* Begin Data for the task *

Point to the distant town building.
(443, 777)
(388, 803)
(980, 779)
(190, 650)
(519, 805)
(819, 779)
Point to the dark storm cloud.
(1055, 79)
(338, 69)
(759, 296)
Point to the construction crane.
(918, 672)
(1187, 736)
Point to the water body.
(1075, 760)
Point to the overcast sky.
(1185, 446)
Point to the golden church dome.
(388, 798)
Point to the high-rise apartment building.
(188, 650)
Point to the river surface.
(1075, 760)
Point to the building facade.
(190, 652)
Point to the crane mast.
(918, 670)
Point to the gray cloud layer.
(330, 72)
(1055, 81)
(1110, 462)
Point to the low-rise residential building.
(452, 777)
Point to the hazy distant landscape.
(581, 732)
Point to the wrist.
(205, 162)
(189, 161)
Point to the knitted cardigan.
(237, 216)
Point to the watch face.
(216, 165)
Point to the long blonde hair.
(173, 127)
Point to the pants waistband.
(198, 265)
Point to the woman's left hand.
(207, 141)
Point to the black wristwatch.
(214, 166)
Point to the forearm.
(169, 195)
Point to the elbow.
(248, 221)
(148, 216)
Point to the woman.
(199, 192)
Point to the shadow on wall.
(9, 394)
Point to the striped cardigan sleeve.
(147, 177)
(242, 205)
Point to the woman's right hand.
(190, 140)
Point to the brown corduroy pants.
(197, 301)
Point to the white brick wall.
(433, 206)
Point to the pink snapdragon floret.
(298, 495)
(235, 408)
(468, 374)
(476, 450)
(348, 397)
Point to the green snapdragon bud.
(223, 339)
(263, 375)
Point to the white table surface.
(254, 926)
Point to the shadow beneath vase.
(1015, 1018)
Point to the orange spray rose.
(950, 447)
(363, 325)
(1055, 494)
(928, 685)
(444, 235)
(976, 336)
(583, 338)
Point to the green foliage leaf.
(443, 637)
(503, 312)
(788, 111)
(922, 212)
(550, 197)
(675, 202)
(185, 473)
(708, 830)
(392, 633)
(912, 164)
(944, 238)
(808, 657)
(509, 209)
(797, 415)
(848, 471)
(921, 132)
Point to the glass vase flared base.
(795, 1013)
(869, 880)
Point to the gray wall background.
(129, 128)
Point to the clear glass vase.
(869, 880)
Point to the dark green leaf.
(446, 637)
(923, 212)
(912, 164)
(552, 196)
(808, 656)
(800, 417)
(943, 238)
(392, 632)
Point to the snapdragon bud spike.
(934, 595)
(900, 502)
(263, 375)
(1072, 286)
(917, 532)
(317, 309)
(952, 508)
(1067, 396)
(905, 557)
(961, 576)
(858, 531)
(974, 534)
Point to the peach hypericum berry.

* End Data for the task *

Direction – Print, word for word, every line of the rows from the one containing "Point to the gray wall background." up to and including the final line of the rows.

The response –
Point to the gray wall background.
(129, 128)
Point to the clear glass vase.
(869, 880)
Point to the dark green leaf.
(446, 637)
(923, 212)
(912, 164)
(552, 196)
(808, 656)
(800, 417)
(943, 238)
(392, 632)
Point to the snapdragon bud spike.
(934, 595)
(900, 502)
(263, 375)
(1072, 286)
(917, 532)
(317, 309)
(952, 508)
(1067, 396)
(905, 557)
(961, 576)
(858, 531)
(974, 534)
Point to the peach hypericum berry.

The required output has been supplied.